- **Exercise goal**:
Copy every record word for word.

- **Record excerpts**:
§

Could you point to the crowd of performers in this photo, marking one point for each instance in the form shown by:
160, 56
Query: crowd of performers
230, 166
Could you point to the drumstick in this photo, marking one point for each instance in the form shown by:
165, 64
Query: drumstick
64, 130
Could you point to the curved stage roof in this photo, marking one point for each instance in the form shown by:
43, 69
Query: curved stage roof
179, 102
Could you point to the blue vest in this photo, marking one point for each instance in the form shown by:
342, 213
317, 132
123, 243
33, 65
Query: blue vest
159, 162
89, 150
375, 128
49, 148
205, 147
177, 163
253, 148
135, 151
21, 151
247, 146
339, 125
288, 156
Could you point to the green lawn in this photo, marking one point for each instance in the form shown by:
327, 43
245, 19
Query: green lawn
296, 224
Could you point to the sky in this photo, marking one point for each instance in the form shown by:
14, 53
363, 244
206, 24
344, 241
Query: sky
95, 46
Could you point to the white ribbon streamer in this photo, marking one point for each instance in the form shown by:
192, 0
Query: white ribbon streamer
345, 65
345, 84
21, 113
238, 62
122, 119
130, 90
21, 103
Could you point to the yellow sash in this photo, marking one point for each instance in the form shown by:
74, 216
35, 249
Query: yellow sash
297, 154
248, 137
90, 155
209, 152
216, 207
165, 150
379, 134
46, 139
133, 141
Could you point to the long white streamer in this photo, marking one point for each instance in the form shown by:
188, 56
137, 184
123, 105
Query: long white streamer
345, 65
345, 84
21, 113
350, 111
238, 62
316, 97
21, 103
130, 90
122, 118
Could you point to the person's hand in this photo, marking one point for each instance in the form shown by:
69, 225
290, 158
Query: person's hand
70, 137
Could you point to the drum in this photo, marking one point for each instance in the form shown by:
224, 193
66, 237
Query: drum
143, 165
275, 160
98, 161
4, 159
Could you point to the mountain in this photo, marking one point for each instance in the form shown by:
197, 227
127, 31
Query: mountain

§

- **Reply**:
Could you point to the crowd of performers in this photo, marking one point for each instance in the form shown by:
160, 56
Query: crowd of performers
230, 166
Could you point to the drumstick in this photo, marking one point for each instance in the form shown by:
165, 64
Query: drumstick
64, 130
Could you point to the curved stage roof in this photo, marking one point for each instance in the form shown by:
43, 69
Query: curved stage roof
179, 102
Could you point to the blue vest in this photo, marking one point for each instance in the form shown by:
342, 213
317, 132
123, 243
33, 65
Query: blue vest
159, 162
89, 150
375, 128
49, 148
205, 147
177, 163
253, 148
135, 151
21, 151
247, 146
339, 125
288, 156
Could you point to the green lawn in this photo, marking one point for each instance in the form shown by:
327, 43
245, 19
Query: green lawn
296, 224
Could you point to the sky in this photo, marking one point for each instance in the form shown by:
14, 53
363, 244
206, 24
344, 241
Query: sky
95, 46
Could you point to the white ribbon streamer in this photo, marking one point for each instance in the form shown by:
192, 0
Query: white ribbon streamer
345, 65
345, 84
21, 113
238, 62
122, 119
130, 90
21, 103
Could you point to the yellow sash in this photo, marking one point for each instance in the form shown by:
74, 216
35, 249
Query: yellow sash
297, 154
248, 137
90, 155
209, 152
216, 207
165, 150
379, 134
46, 139
133, 141
Could you point to the long white streamer in this photo, marking one point for each instance in the form shown by:
188, 56
137, 184
123, 105
Query: long white streamer
345, 65
345, 84
21, 113
350, 111
238, 62
316, 97
21, 103
130, 90
122, 118
Could you point to the person's hand in this photo, marking one point for each instance in the form shown by:
69, 225
290, 158
Query: person's hand
70, 137
Could you point to the drum in this photo, marking one point for each instance in the form shown by:
224, 193
66, 237
Query: drum
143, 165
275, 160
98, 161
4, 159
Could you point to the mountain in this photo, marking one point for each instance in the form shown by:
197, 227
127, 31
Query: mountain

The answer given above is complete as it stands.